Material provided:

··········

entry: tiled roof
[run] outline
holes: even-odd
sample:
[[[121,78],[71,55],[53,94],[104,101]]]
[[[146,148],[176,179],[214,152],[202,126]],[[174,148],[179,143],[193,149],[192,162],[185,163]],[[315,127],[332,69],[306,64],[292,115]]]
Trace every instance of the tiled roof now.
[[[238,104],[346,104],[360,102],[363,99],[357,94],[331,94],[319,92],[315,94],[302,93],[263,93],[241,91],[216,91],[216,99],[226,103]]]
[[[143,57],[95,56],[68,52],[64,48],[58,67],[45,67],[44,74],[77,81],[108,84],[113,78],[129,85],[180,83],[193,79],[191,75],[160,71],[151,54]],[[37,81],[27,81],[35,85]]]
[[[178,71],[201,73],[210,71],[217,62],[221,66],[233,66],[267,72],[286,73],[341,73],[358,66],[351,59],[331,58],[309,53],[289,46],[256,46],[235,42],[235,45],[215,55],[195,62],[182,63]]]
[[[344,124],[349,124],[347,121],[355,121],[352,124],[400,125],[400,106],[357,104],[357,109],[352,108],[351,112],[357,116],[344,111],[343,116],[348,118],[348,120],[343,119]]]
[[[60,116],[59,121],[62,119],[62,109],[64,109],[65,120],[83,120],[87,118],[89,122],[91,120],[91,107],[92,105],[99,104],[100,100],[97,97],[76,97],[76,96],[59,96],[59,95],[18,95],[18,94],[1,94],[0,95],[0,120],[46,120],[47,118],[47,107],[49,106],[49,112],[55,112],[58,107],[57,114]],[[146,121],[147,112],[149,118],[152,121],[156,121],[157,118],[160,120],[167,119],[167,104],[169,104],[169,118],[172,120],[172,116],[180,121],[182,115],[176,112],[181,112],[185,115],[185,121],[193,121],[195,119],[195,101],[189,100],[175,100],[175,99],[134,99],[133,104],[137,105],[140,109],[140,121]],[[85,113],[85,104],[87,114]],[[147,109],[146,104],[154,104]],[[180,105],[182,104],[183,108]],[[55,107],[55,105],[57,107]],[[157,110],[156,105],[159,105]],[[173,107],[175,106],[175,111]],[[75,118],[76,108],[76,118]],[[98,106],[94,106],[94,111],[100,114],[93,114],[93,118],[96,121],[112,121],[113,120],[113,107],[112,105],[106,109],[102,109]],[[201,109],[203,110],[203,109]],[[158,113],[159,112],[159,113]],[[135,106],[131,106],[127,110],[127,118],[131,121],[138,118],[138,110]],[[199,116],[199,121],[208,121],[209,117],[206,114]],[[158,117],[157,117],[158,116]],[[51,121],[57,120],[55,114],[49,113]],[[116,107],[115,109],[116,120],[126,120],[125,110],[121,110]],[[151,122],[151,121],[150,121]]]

··········

What the task requires: Reproduce the data in full, exactly as presented.

Solution to this problem:
entry: tiled roof
[run] outline
holes: even-odd
sample:
[[[121,78],[71,55],[53,94],[104,101]]]
[[[146,148],[176,179],[214,152],[202,126]],[[174,148],[179,143],[193,149],[192,162],[185,163]],[[315,127],[332,69],[306,64],[292,115]]]
Trace every instance of the tiled roof now.
[[[238,104],[346,104],[360,102],[363,99],[357,94],[331,94],[319,92],[315,94],[302,93],[263,93],[241,91],[216,91],[216,99],[226,103]]]
[[[143,57],[95,56],[68,52],[64,48],[58,67],[45,67],[44,74],[77,81],[108,84],[113,78],[129,85],[180,83],[193,79],[191,75],[160,71],[151,54]],[[37,81],[27,81],[35,85]]]
[[[178,71],[201,73],[210,71],[217,62],[221,66],[233,66],[267,72],[286,73],[341,73],[358,66],[351,59],[331,58],[309,53],[289,46],[256,46],[235,42],[235,45],[215,55],[195,62],[182,63]]]
[[[344,124],[349,124],[347,121],[355,121],[352,124],[400,125],[400,106],[357,104],[357,109],[352,108],[351,112],[357,116],[344,111],[343,116],[348,118],[348,120],[343,119]]]
[[[60,116],[59,121],[62,119],[62,109],[64,109],[65,120],[83,120],[87,118],[89,122],[91,120],[91,107],[92,105],[99,104],[100,100],[97,97],[76,97],[76,96],[59,96],[59,95],[18,95],[18,94],[1,94],[0,95],[0,120],[46,120],[47,118],[47,107],[49,106],[49,112],[55,112],[58,107],[57,114]],[[146,121],[147,112],[149,118],[152,121],[156,121],[157,118],[160,120],[167,119],[167,104],[169,104],[169,118],[172,120],[172,116],[180,121],[182,115],[176,112],[181,112],[185,115],[185,121],[193,121],[195,119],[195,101],[189,100],[175,100],[175,99],[134,99],[133,104],[137,105],[140,109],[140,121]],[[85,113],[85,104],[87,114]],[[147,109],[146,104],[154,104]],[[180,105],[182,104],[183,108]],[[55,107],[55,105],[57,107]],[[157,110],[156,105],[159,105]],[[173,107],[175,106],[175,111]],[[75,118],[76,108],[76,118]],[[98,106],[94,106],[94,111],[100,114],[93,114],[93,118],[96,121],[112,121],[113,120],[113,107],[112,105],[106,109],[102,109]],[[201,109],[203,110],[203,109]],[[158,113],[159,112],[159,113]],[[135,106],[131,106],[127,110],[127,118],[131,121],[138,118],[138,110]],[[199,116],[199,121],[208,121],[209,117],[206,114]],[[158,117],[157,117],[158,116]],[[51,121],[57,120],[55,114],[49,113]],[[116,107],[115,109],[116,120],[126,120],[125,110],[121,110]],[[151,122],[151,121],[150,121]]]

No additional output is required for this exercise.